--- Source material Enclosed Below ---

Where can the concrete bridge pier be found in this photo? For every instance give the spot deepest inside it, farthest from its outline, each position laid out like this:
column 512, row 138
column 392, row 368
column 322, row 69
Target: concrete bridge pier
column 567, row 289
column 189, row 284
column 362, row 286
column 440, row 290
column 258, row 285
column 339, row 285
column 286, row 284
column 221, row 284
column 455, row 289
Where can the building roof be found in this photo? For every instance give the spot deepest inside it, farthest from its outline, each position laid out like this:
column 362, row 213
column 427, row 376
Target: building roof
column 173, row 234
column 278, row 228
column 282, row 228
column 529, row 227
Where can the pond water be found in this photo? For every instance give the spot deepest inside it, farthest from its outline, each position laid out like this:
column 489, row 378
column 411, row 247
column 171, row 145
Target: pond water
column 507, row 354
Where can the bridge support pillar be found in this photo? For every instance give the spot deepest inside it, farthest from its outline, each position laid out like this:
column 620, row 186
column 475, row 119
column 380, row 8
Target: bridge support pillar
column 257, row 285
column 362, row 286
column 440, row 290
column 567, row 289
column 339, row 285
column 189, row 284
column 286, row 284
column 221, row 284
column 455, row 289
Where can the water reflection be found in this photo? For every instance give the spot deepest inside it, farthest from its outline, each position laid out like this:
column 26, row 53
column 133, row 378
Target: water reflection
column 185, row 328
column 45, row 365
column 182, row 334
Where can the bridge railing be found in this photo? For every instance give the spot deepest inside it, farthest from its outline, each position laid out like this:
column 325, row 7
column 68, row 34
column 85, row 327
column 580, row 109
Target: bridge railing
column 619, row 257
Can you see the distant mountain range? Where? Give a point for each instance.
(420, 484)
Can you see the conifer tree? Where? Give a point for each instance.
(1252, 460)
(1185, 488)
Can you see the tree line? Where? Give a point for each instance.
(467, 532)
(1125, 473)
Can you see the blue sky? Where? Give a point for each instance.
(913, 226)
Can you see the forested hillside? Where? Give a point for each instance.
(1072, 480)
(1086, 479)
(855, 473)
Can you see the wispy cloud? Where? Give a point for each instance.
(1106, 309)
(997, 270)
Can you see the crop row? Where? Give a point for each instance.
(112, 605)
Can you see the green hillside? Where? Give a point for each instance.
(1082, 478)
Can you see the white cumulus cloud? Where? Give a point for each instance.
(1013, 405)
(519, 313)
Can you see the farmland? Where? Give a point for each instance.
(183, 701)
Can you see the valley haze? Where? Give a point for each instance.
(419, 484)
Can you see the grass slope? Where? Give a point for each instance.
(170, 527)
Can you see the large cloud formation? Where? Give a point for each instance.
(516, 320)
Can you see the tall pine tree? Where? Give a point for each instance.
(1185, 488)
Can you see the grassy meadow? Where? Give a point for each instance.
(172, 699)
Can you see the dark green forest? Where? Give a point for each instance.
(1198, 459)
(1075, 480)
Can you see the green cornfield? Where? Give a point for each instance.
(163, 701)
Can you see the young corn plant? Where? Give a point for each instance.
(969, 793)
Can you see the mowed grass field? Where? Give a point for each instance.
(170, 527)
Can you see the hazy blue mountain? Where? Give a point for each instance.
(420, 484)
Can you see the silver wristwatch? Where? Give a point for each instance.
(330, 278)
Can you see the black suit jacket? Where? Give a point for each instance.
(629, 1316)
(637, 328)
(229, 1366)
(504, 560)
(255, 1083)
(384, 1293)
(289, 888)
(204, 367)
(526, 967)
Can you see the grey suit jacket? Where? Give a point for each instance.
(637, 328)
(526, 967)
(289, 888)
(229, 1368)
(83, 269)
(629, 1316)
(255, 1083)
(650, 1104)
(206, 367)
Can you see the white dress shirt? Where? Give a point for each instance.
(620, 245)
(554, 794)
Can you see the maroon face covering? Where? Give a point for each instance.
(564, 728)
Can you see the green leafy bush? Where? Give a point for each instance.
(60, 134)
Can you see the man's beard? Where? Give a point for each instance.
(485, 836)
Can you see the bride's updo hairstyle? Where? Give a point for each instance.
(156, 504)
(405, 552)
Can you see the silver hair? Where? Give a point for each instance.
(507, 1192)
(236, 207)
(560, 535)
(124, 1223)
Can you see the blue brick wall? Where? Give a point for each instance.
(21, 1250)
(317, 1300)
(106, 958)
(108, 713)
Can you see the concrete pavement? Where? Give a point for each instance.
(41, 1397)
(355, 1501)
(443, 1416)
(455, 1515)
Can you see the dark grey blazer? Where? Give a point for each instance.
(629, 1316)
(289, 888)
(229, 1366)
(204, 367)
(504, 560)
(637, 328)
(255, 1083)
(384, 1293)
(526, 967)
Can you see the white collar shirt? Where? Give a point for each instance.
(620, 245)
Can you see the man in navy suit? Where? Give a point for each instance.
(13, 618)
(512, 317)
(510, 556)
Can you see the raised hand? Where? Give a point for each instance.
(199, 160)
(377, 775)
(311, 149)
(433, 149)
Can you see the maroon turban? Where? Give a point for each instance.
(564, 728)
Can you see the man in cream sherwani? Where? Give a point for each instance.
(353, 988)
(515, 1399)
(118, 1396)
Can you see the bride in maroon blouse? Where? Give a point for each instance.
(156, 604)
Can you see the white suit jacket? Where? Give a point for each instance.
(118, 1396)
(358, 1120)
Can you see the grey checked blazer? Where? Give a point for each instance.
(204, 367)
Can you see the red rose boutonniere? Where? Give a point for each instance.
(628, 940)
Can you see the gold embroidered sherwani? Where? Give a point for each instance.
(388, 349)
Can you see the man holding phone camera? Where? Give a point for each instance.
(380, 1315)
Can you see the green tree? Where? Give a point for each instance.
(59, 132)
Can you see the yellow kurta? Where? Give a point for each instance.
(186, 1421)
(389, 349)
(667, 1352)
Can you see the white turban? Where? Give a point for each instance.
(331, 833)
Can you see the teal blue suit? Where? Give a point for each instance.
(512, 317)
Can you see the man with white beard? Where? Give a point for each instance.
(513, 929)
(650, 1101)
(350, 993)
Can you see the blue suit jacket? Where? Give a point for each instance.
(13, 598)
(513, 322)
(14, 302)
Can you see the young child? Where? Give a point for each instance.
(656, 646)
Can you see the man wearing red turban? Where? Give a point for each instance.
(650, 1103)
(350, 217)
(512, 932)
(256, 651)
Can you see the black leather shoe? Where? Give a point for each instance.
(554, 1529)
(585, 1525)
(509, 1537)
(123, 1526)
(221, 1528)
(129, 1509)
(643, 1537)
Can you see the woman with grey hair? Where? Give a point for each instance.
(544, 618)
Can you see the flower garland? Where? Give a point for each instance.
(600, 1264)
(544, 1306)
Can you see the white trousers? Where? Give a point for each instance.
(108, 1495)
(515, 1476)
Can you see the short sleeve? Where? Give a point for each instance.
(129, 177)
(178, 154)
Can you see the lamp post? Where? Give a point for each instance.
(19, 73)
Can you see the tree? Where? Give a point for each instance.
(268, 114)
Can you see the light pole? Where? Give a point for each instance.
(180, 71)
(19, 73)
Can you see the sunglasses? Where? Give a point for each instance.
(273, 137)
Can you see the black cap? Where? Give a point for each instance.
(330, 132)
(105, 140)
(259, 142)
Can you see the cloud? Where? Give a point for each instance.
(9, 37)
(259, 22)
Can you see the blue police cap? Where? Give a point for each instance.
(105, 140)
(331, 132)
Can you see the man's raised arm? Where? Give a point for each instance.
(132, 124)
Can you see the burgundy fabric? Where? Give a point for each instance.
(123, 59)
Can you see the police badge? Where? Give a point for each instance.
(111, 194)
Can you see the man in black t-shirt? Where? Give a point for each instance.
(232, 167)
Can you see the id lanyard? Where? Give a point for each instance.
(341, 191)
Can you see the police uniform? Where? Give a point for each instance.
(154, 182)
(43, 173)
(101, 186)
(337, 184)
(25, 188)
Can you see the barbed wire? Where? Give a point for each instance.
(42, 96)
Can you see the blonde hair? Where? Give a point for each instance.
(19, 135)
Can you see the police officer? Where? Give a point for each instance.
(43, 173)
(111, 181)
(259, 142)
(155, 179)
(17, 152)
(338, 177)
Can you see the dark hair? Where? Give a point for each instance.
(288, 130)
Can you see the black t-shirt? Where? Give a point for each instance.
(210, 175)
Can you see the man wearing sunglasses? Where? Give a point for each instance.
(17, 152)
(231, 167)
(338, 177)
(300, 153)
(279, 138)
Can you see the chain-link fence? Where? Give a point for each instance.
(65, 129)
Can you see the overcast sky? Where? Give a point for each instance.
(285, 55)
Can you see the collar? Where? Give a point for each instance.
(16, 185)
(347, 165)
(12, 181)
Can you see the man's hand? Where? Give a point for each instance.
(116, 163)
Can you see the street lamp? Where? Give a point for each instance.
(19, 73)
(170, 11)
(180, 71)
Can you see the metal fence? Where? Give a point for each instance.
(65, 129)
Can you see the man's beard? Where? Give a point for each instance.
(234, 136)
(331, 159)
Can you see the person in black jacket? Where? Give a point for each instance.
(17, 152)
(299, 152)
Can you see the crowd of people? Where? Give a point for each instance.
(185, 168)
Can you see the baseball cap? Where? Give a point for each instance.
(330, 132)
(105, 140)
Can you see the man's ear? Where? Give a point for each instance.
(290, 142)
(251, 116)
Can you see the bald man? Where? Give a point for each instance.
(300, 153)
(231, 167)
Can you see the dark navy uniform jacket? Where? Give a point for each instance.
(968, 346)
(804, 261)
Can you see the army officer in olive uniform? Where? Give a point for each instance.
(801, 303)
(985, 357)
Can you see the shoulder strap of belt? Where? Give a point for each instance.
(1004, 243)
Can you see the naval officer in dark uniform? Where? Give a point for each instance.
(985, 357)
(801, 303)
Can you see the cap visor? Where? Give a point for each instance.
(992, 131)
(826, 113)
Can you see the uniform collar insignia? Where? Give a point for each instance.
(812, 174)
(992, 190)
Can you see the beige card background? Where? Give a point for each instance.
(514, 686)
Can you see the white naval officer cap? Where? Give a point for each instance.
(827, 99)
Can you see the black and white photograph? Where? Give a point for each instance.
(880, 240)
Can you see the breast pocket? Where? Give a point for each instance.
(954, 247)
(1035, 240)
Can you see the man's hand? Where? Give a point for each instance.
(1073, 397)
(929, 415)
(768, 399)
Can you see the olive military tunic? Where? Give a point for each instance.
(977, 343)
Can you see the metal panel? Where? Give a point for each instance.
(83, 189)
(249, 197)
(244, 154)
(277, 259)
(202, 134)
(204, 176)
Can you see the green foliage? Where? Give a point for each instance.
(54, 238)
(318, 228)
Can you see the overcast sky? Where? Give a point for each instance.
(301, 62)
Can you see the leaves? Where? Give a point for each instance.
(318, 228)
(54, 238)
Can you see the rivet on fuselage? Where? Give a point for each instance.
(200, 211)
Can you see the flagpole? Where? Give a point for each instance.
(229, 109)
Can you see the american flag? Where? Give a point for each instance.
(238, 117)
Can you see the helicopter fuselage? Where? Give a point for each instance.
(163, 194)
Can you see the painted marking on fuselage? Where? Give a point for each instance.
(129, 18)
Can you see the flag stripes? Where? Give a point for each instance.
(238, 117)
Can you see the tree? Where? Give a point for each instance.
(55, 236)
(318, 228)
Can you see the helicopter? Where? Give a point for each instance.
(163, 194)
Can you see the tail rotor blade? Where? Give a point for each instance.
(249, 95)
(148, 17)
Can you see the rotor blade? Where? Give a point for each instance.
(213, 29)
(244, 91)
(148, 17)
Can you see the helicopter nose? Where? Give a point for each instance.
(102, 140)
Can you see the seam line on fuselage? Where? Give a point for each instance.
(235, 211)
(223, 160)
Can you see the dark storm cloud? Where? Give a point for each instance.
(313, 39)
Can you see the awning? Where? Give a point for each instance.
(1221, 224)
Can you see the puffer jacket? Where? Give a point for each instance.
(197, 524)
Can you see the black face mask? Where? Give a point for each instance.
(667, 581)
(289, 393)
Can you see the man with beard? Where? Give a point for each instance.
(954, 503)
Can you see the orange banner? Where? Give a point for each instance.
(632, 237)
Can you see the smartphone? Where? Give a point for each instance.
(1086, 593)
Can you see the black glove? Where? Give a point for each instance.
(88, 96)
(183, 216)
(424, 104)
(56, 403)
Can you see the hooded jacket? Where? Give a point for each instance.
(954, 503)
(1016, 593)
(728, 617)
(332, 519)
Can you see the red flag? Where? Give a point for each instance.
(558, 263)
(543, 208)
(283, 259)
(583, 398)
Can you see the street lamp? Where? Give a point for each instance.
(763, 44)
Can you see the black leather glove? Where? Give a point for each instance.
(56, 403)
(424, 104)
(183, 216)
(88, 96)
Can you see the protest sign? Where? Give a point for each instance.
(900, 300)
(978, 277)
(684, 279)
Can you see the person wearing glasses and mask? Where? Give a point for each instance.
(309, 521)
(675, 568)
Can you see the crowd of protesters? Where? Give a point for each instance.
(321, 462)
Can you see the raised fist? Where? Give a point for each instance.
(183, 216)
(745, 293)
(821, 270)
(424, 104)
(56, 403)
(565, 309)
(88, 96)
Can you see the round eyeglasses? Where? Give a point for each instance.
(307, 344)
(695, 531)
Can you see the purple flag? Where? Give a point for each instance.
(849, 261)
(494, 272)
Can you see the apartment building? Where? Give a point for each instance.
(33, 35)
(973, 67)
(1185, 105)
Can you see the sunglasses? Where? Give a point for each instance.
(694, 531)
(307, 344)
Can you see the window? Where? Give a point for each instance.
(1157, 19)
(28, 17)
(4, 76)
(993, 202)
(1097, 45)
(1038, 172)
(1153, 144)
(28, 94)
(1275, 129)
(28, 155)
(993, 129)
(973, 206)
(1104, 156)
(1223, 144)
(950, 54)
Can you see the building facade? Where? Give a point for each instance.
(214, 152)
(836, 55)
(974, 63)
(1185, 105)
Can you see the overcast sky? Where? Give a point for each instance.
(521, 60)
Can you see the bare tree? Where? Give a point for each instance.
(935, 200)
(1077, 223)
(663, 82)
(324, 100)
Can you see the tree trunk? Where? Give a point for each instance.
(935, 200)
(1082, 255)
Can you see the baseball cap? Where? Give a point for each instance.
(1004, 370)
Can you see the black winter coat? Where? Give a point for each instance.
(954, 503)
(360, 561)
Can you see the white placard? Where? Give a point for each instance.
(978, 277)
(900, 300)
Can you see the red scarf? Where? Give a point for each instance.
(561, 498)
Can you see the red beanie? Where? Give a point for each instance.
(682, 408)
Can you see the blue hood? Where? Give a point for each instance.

--- End of Enclosed Source material ---

#### Your objective:
Every line of the records containing the word "spot" must appear in the answer.

#### Result of the task:
Where can the concrete bridge pier be found in this photo? For every instance give the spot deepest inside it, farthest from its outline, each position laid out like this:
Where can the building roof be found in this photo? For every instance give the spot deepest inside it, farthest from its outline, each position laid out like this:
Where can the pond water be found in this photo? For every instance give the spot deepest inside it, farthest from its outline, each position laid out like this:
Where can the bridge support pillar be found in this photo? For every instance give the spot deepest inside it, farthest from its outline, each position laid out like this:
Where can the water reflection be found in this photo? For every instance give the spot deepest inside it, farthest from its outline, each position laid out like this:
Where can the bridge railing be found in this photo? For every instance give the spot deepest inside it, farthest from its outline, each position laid out like this:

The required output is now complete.